• What is required:
I would like each line of the data that holds the word "above" copied out.

• Entries taken from a collection:

○ ○ ○

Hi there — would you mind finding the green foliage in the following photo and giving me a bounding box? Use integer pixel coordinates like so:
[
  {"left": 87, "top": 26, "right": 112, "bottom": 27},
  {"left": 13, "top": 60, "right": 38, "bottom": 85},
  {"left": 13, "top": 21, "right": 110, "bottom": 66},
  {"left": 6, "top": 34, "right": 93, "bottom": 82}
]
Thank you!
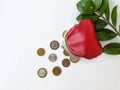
[
  {"left": 105, "top": 1, "right": 110, "bottom": 20},
  {"left": 99, "top": 0, "right": 108, "bottom": 14},
  {"left": 91, "top": 0, "right": 102, "bottom": 9},
  {"left": 97, "top": 29, "right": 117, "bottom": 41},
  {"left": 76, "top": 0, "right": 95, "bottom": 14},
  {"left": 95, "top": 19, "right": 107, "bottom": 31},
  {"left": 119, "top": 25, "right": 120, "bottom": 33},
  {"left": 111, "top": 6, "right": 118, "bottom": 27},
  {"left": 104, "top": 43, "right": 120, "bottom": 55},
  {"left": 76, "top": 0, "right": 120, "bottom": 55},
  {"left": 76, "top": 14, "right": 99, "bottom": 21}
]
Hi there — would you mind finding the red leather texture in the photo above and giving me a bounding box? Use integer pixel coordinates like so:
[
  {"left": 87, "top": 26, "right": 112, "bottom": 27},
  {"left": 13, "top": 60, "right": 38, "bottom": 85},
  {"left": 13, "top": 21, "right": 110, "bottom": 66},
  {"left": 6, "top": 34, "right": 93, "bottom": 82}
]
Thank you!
[{"left": 66, "top": 19, "right": 103, "bottom": 59}]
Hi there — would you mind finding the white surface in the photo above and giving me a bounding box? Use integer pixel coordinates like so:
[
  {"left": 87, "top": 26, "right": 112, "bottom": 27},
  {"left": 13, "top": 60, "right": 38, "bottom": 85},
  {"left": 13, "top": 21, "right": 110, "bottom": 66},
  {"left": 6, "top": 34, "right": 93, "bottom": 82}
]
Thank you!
[{"left": 0, "top": 0, "right": 120, "bottom": 90}]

○ ○ ○

• Output for this task:
Hi there — would you mind finding the red leather texture in the photo above and giving me a bounding box? Use integer pixel coordinates like so:
Hi there — would you mind finding the white surface in the photo above and giving me a bounding box? Use integer pixel coordinates like so:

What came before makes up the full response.